### Work instruction 1
Translate this sentence from the article on AMD's Gaia project into French: "Gaia uses the open-source Lemonade SDK from ONNX TurnkeyML for LLM inference."
### Work instruction 2
Reproduce the passage of the article on AMD's Gaia project that begins at the words "Running large language" and stops after "any Windows machine.", swapping "worldwide" for "across the globe".
### Work instruction 3
Carry the article on AMD's Gaia project forward from its final sentence.

### Supplied passage

==*==

AMD launches Gaia open source project for running LLMs locally on any PC

Ryzen AI.

Running large language models (LLMs) on PCs locally is becoming increasingly popular worldwide. In response, AMD is introducing its own LLM application, Gaia, an open-source project for running local LLMs on any Windows machine.

Gaia is designed to run various LLM models on Windows PCs and features further performance optimizations for machines equipped with its Ryzen AI processors (including the Ryzen AI Max 395+). Gaia uses the open-source Lemonade SDK from ONNX TurnkeyML for LLM inference. Models can allegedly adapt for different purposes with Gaia, including summarization and complex reasoning tasks.

(Image credit: AMD)
Illustration of how Gaia works (Image credit: AMD)

Gaia allegedly works through a Retrieval-Augmented Generation agent or RAG. RAG combines an LLM with a knowledge base, allowing the LLM to provide an interactive AI experience for the end-user along with more accurate and contextually aware responses. RAG currently incorporates four Gaia agents: Simple Prompt Completion, an agent designed for direct model interactions intended for testing and evaluation; Chaty, the chatbot portion of an LLM that interacts with the user; Clip, an agent with YouTube search and Q&A functionality; and Joker, a joke generator that adds a humoristic personality to the chatbot.

AMD's new open-source project works by providing LLM-specific tasks through the Lemonade SDK and serving them across multiple runtimes. Lemonade allegedly "exposes an LLM web service that communicates with the GAIA application...via an OpenAI compatible Rest API." Gaia itself acts as an AI-powered agent that retrieves and processes data. It also "vectorizes external content (e.g., GitHub, YouTube, text files) and stores it in a local vector index."

==*==

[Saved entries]
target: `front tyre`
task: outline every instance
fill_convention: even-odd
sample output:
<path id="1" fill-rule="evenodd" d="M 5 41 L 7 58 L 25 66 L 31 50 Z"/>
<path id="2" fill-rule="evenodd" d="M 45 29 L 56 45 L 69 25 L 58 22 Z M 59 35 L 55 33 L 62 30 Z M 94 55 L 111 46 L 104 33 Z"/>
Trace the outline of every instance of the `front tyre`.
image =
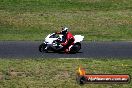
<path id="1" fill-rule="evenodd" d="M 46 48 L 46 44 L 42 43 L 41 45 L 39 45 L 39 52 L 46 52 L 45 48 Z"/>

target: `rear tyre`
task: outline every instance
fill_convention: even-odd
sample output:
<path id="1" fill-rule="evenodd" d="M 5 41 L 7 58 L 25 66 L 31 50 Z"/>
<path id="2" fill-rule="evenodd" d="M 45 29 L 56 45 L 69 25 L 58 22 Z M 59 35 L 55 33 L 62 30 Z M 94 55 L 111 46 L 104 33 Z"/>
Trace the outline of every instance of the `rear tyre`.
<path id="1" fill-rule="evenodd" d="M 40 46 L 39 46 L 39 52 L 47 52 L 47 50 L 45 50 L 46 48 L 46 44 L 45 43 L 42 43 Z"/>

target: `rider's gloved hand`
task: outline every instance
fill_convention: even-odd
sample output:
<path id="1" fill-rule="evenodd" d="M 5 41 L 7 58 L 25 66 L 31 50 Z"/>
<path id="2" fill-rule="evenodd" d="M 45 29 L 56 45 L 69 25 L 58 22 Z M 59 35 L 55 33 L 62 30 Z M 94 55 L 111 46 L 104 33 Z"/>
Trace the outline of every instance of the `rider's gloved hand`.
<path id="1" fill-rule="evenodd" d="M 52 35 L 55 35 L 56 33 L 53 33 Z"/>

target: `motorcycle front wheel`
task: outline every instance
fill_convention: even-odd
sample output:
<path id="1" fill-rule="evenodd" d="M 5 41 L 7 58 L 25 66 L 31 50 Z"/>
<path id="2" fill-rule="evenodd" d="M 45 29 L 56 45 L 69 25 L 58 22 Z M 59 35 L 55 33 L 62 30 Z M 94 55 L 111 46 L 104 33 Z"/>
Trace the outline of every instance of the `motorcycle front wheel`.
<path id="1" fill-rule="evenodd" d="M 39 52 L 47 52 L 47 50 L 45 50 L 46 46 L 47 45 L 45 43 L 42 43 L 41 45 L 39 45 Z"/>

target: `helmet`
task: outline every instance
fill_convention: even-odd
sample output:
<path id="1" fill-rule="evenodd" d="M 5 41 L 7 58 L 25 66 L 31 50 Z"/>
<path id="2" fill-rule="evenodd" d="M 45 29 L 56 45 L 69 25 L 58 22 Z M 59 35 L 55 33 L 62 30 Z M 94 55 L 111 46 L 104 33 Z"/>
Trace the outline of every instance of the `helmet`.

==*==

### Exercise response 1
Gaia utilise le SDK open source Lemonade d'ONNX TurnkeyML pour l'inférence des LLM.

### Exercise response 2
Running large language models (LLMs) on PCs locally is becoming increasingly popular across the globe. In response, AMD is introducing its own LLM application, Gaia, an open-source project for running local LLMs on any Windows machine.

### Exercise response 3
In other words, Gaia can enhance user queries before the LLM processes them, allegedly improving response accuracy and relevance.

The new AI chatbot has two installers: a mainstream installer that works on any Windows PC (whether that PC has AMD hardware or not) and a "Hybrid" installer optimized for Ryzen AI PCs. The latter specifically enables Gaia to run computations on a Ryzen AI CPU's neural processing unit (NPU) and integrated graphics for better performance.

Gaia is the latest competitor in the new sea of localized LLM applications, including LM Studio and ChatRTX. Running an LLM locally has significant advantages over cloud-based solutions, including greater security, lower latency, and, in some cases, better performance, depending on the system hardware. Best of all, local LLMs work offline and don't require an internet connection.